===== PROVIDED DATA =====
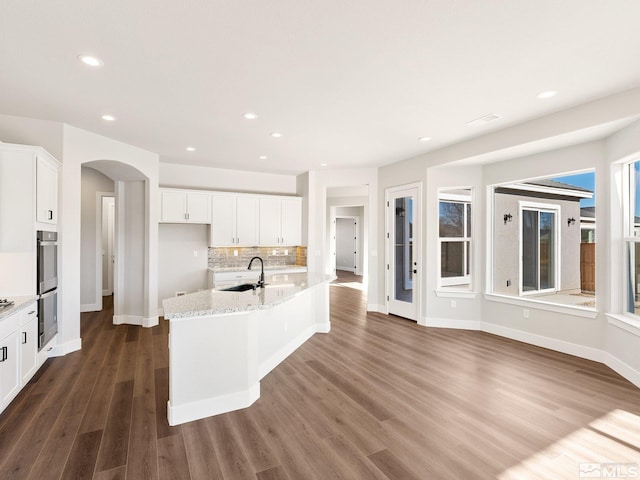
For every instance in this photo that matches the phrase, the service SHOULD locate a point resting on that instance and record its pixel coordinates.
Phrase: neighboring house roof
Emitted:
(588, 212)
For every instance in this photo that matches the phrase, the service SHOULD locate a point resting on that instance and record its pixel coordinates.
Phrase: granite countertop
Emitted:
(278, 289)
(257, 268)
(20, 303)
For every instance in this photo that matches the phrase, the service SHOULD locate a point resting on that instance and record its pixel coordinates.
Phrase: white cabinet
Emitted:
(46, 189)
(9, 368)
(280, 221)
(179, 206)
(234, 220)
(28, 344)
(18, 352)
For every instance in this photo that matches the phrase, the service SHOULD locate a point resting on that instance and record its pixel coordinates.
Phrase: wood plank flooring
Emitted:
(377, 398)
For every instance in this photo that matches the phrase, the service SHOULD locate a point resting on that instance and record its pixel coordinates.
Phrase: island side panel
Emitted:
(213, 365)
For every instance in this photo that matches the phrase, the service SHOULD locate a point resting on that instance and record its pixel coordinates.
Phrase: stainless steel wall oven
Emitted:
(47, 286)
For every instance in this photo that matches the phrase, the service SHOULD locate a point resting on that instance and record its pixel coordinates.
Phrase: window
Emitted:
(538, 247)
(632, 239)
(455, 237)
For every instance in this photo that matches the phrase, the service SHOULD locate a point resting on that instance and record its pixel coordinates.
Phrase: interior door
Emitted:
(403, 252)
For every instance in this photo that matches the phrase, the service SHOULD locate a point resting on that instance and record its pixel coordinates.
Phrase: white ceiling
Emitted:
(347, 83)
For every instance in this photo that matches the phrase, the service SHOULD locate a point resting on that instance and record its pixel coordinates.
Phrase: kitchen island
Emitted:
(221, 343)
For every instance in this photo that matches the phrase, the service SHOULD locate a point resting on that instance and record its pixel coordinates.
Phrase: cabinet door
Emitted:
(291, 229)
(9, 368)
(173, 206)
(46, 191)
(247, 221)
(223, 218)
(198, 208)
(28, 345)
(270, 221)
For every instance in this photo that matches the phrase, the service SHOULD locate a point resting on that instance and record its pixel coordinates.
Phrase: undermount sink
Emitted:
(243, 287)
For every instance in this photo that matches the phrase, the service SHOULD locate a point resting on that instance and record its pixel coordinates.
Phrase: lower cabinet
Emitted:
(18, 352)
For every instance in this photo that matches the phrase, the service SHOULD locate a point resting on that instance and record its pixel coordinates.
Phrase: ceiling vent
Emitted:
(482, 120)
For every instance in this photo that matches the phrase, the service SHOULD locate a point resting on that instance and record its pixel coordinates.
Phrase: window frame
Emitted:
(462, 282)
(547, 208)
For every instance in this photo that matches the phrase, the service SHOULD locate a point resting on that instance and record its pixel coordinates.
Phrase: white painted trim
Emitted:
(135, 320)
(623, 322)
(451, 323)
(90, 307)
(575, 310)
(546, 342)
(455, 294)
(212, 406)
(622, 368)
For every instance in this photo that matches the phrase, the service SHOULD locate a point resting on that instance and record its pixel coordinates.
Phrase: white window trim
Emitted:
(463, 282)
(540, 207)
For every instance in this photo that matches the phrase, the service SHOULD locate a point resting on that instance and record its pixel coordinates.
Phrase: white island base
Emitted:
(216, 360)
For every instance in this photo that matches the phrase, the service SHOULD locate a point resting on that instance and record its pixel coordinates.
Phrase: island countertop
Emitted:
(278, 289)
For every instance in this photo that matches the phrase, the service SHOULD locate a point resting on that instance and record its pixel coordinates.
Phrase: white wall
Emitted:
(206, 178)
(182, 252)
(92, 183)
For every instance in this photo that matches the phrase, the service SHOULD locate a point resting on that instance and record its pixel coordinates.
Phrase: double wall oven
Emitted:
(47, 286)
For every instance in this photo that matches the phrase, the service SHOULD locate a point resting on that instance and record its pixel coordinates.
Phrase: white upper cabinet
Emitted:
(46, 190)
(280, 221)
(234, 220)
(179, 206)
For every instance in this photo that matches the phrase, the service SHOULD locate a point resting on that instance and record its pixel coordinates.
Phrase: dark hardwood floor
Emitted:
(377, 398)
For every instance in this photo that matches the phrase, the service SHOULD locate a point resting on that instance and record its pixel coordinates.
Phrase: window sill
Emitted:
(455, 293)
(623, 322)
(586, 312)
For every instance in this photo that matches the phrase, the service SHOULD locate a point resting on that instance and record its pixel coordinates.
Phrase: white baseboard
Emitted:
(449, 323)
(90, 307)
(212, 406)
(589, 353)
(135, 320)
(622, 368)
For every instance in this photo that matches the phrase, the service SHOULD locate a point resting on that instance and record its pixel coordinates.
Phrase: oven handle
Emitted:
(47, 243)
(49, 293)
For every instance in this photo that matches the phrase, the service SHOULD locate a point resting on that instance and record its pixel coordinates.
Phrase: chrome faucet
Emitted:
(261, 280)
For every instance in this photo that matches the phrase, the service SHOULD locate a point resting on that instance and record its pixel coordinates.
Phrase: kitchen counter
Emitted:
(221, 344)
(20, 303)
(279, 288)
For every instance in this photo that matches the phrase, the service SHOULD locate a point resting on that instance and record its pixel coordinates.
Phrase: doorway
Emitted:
(107, 248)
(347, 244)
(403, 252)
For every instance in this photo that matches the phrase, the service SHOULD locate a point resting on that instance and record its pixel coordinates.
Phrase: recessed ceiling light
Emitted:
(547, 94)
(485, 119)
(90, 60)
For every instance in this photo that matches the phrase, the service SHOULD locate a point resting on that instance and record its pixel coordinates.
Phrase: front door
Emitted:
(403, 251)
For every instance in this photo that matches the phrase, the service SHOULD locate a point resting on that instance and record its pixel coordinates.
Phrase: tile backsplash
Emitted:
(239, 257)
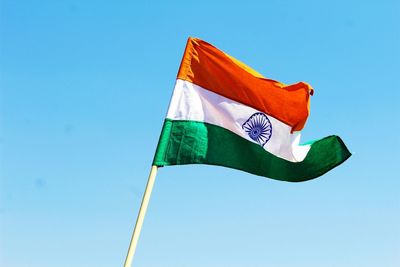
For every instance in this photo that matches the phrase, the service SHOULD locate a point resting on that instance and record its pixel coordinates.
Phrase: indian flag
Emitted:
(224, 113)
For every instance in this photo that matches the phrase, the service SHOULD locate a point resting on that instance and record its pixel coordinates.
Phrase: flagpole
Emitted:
(140, 218)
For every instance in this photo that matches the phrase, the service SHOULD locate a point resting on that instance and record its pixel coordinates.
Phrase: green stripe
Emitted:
(190, 142)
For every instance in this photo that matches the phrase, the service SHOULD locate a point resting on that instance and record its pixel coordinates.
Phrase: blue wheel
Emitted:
(258, 127)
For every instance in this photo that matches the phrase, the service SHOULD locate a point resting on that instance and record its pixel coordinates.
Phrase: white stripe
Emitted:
(192, 102)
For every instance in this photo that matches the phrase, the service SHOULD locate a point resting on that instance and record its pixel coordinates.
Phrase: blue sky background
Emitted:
(84, 89)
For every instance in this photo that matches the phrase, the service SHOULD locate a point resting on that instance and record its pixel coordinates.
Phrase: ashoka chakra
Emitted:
(258, 127)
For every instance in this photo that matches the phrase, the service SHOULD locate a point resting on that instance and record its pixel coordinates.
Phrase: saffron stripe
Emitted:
(210, 68)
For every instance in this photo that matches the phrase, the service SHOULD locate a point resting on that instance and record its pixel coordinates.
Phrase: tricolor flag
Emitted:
(224, 113)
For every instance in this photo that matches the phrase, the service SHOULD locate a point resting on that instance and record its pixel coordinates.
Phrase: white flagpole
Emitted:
(140, 218)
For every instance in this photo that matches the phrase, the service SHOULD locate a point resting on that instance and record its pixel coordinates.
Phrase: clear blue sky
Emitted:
(85, 86)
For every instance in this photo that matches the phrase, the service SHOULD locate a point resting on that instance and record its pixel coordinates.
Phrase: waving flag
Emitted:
(224, 113)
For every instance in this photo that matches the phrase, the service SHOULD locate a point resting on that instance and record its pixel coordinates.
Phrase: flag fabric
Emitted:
(224, 113)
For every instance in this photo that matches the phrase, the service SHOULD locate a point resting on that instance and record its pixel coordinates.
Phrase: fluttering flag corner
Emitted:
(224, 113)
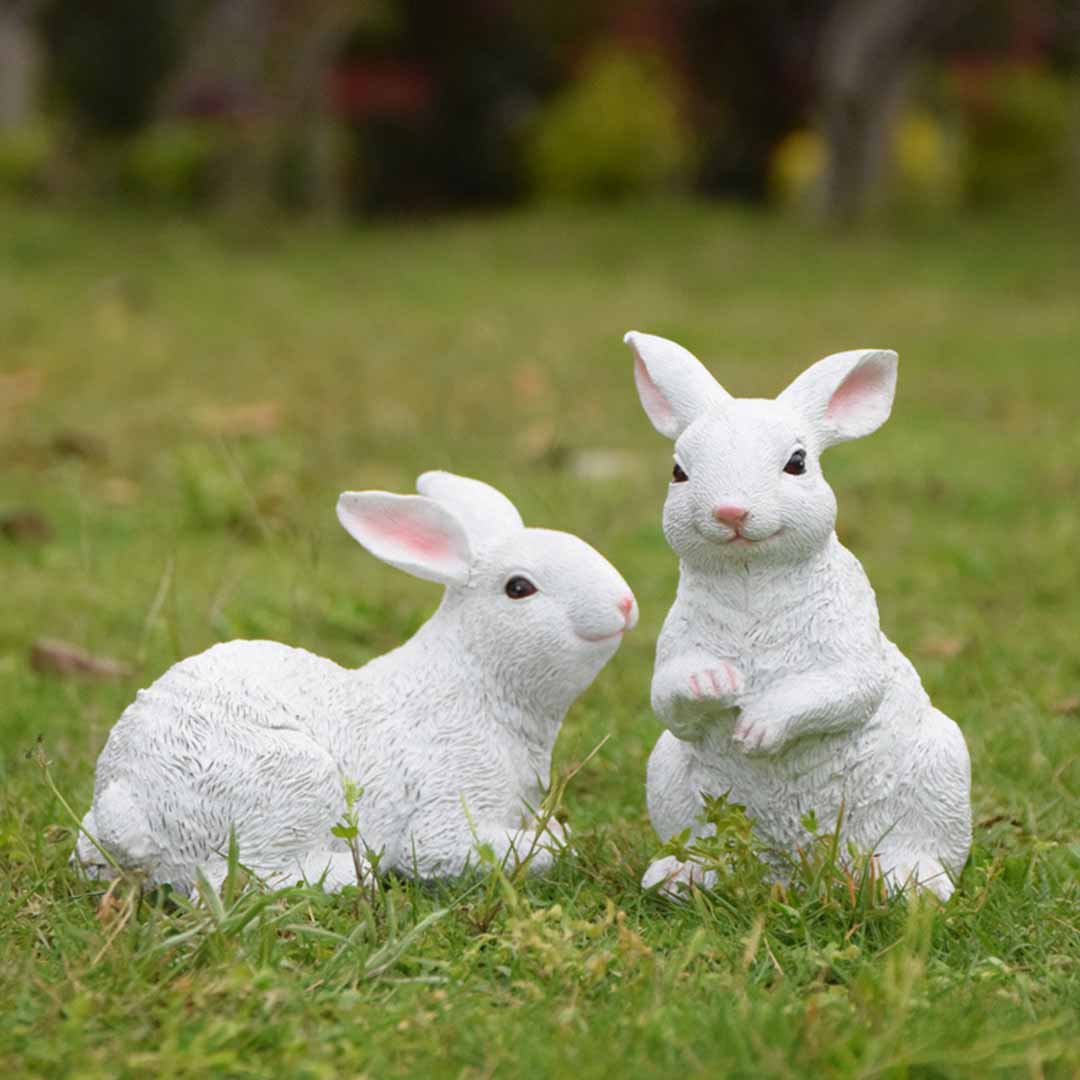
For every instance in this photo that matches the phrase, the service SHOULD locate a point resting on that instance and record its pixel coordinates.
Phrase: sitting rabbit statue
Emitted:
(772, 675)
(449, 736)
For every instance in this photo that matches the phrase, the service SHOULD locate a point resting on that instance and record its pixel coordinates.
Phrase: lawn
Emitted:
(180, 405)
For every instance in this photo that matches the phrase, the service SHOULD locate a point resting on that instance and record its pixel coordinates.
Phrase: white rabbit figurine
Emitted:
(449, 734)
(772, 675)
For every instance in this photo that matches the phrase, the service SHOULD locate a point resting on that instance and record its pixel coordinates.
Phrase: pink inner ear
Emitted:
(414, 536)
(851, 395)
(655, 403)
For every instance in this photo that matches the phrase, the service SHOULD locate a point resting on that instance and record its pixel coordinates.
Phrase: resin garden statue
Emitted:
(772, 676)
(448, 737)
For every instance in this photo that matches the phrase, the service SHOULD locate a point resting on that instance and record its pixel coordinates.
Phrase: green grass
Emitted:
(493, 347)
=====
How many lines in the items above contain the word "kitchen"? Give only the number.

• **RESULT**
2